→ **Exercise goal**
Each line from the one with "277L521 318L701 374L789" through the last line of the records must be output exactly, both ends included.

→ **Records provided**
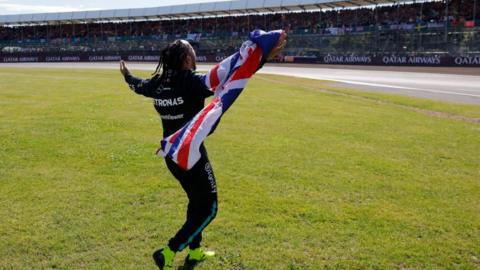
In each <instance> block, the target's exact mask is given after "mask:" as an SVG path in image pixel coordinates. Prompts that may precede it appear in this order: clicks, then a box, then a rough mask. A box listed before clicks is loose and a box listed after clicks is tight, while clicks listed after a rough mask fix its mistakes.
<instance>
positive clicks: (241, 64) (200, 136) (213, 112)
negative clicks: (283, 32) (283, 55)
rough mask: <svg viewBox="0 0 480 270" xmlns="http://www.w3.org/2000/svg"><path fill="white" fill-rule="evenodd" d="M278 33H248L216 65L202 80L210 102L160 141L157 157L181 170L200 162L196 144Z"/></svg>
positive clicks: (269, 52)
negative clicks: (208, 92) (230, 52)
mask: <svg viewBox="0 0 480 270" xmlns="http://www.w3.org/2000/svg"><path fill="white" fill-rule="evenodd" d="M280 34H281V30H276V31H270V32H264V31H262V30H255V31H253V32H251V33H250V34H249V40H247V41H245V42H244V43H243V44H242V46H241V47H240V49H239V51H238V52H236V53H235V54H233V55H231V56H230V57H228V58H226V59H225V60H223V61H222V62H220V63H218V64H217V65H216V66H215V67H213V69H212V70H210V71H209V72H208V73H207V74H206V75H204V77H203V81H204V83H205V85H206V86H207V87H208V88H210V89H211V90H212V91H213V92H214V98H213V100H212V101H211V102H210V103H209V104H208V105H207V106H206V107H205V108H203V109H202V110H201V111H200V112H198V113H197V115H195V117H194V118H192V120H190V121H189V122H188V123H187V124H185V125H184V126H183V127H182V128H181V129H179V130H178V131H176V132H175V133H173V134H172V135H170V136H168V137H166V138H164V139H162V141H161V142H160V148H159V149H158V151H157V155H159V156H162V157H166V156H168V157H170V158H171V159H172V160H173V161H174V162H175V163H177V164H178V165H179V166H180V167H181V168H183V169H185V170H189V169H191V168H192V167H193V166H194V165H195V164H196V163H197V161H198V160H199V159H200V156H201V154H200V150H199V148H200V145H201V144H202V142H203V141H204V140H205V138H206V137H207V136H208V135H210V134H212V133H213V131H214V130H215V128H216V127H217V125H218V123H219V121H220V119H221V117H222V115H223V114H224V113H225V112H226V111H227V110H228V108H230V106H231V105H232V104H233V102H234V101H235V100H236V99H237V97H238V96H239V95H240V93H241V92H242V90H243V88H245V85H246V84H247V82H248V80H249V79H250V78H251V77H252V75H253V74H254V73H255V72H256V71H257V70H258V69H259V68H260V67H261V64H262V60H264V59H265V58H266V57H267V55H268V54H269V53H270V51H271V50H272V49H273V48H274V47H275V45H276V44H277V42H278V40H279V38H280Z"/></svg>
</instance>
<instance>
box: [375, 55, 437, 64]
mask: <svg viewBox="0 0 480 270" xmlns="http://www.w3.org/2000/svg"><path fill="white" fill-rule="evenodd" d="M382 63H383V64H386V65H409V66H422V65H428V66H440V65H442V58H441V57H440V56H438V55H432V56H396V55H385V56H383V57H382Z"/></svg>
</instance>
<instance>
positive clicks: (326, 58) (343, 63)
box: [323, 54, 372, 65]
mask: <svg viewBox="0 0 480 270" xmlns="http://www.w3.org/2000/svg"><path fill="white" fill-rule="evenodd" d="M323 63H325V64H365V65H368V64H370V63H372V57H371V56H368V55H330V54H329V55H326V56H324V57H323Z"/></svg>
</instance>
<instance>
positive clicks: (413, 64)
mask: <svg viewBox="0 0 480 270" xmlns="http://www.w3.org/2000/svg"><path fill="white" fill-rule="evenodd" d="M150 53H151V52H150ZM226 57H227V56H225V55H223V54H218V55H215V54H205V55H198V56H197V61H198V62H220V61H222V60H224V59H225V58H226ZM122 59H123V60H126V61H133V62H158V61H159V59H160V56H159V55H154V54H145V52H141V51H138V52H108V53H103V54H101V53H78V54H64V55H59V54H42V53H38V54H33V53H30V54H24V55H22V54H3V55H2V54H0V63H22V62H107V61H108V62H117V61H120V60H122ZM281 62H286V63H308V64H333V65H380V66H386V65H387V66H463V67H480V55H463V56H449V55H395V54H380V55H378V54H377V55H367V54H365V55H348V54H347V55H342V54H327V55H322V56H285V57H283V61H281Z"/></svg>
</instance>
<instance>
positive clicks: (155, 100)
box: [125, 70, 217, 252]
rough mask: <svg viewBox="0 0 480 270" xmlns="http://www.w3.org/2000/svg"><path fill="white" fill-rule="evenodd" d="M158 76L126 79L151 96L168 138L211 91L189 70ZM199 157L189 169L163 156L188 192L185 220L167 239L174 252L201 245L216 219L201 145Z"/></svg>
mask: <svg viewBox="0 0 480 270" xmlns="http://www.w3.org/2000/svg"><path fill="white" fill-rule="evenodd" d="M169 75H170V76H168V77H167V78H161V77H160V76H159V75H156V76H154V77H153V78H151V79H147V80H143V79H140V78H136V77H133V76H132V75H131V74H127V75H126V76H125V81H126V82H127V83H128V84H129V86H130V88H131V89H132V90H133V91H135V93H137V94H140V95H144V96H146V97H150V98H152V99H153V104H154V106H155V109H156V110H157V112H158V113H159V114H160V117H161V119H162V125H163V135H164V137H167V136H169V135H171V134H172V133H174V132H175V131H177V130H178V129H180V128H181V127H183V126H184V125H185V124H186V123H187V122H188V121H190V120H191V119H192V118H193V117H194V116H195V115H196V114H197V113H198V112H199V111H200V110H202V109H203V107H204V105H205V104H204V101H205V98H207V97H209V96H211V95H212V94H213V92H212V91H210V90H209V89H208V88H207V87H206V86H205V84H204V83H203V81H202V78H201V75H199V74H196V73H195V72H193V71H191V70H183V71H178V72H173V74H169ZM200 153H201V158H200V160H199V161H198V162H197V163H196V164H195V165H194V166H193V167H192V168H191V169H190V170H188V171H185V170H183V169H182V168H180V167H179V166H178V165H177V164H176V163H175V162H173V161H172V160H171V159H170V158H168V157H167V158H165V162H166V164H167V167H168V169H169V170H170V172H171V173H172V174H173V175H174V176H175V178H176V179H177V180H178V181H179V182H180V184H181V185H182V188H183V189H184V190H185V192H186V193H187V196H188V199H189V202H188V210H187V220H186V222H185V224H184V225H183V226H182V228H181V229H180V230H179V231H178V232H177V234H176V235H175V236H174V237H173V238H171V239H170V241H169V243H168V246H169V247H170V249H171V250H173V251H175V252H176V251H182V250H183V249H184V248H185V247H186V246H187V245H188V246H189V247H190V249H195V248H198V247H200V242H201V240H202V231H203V229H205V227H206V226H207V225H208V224H209V223H210V222H211V221H212V220H213V219H214V218H215V216H216V213H217V186H216V182H215V176H214V174H213V170H212V167H211V165H210V162H209V160H208V156H207V151H206V150H205V147H204V146H203V144H202V145H201V147H200Z"/></svg>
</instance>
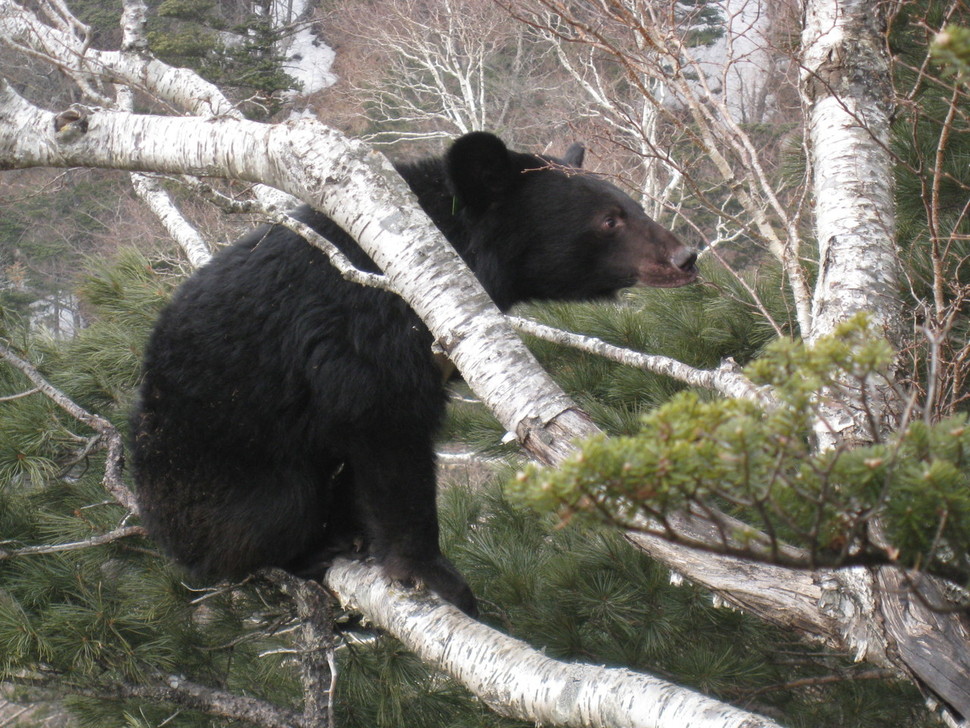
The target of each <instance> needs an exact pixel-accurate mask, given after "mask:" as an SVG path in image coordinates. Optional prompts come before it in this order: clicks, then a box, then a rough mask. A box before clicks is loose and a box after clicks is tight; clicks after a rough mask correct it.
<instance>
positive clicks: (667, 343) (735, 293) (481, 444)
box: [443, 258, 796, 454]
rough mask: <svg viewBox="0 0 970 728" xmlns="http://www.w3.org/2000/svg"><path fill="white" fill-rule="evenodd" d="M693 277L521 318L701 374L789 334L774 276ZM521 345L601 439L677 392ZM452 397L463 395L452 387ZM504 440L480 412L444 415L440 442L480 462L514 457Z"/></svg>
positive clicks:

→ **Task result**
rough mask: <svg viewBox="0 0 970 728" xmlns="http://www.w3.org/2000/svg"><path fill="white" fill-rule="evenodd" d="M693 277L521 318L701 374L789 334L774 276ZM521 345L601 439L677 392ZM452 397L463 395L452 387ZM504 440L480 412L444 415L440 442L480 462L514 457Z"/></svg>
positive clicks:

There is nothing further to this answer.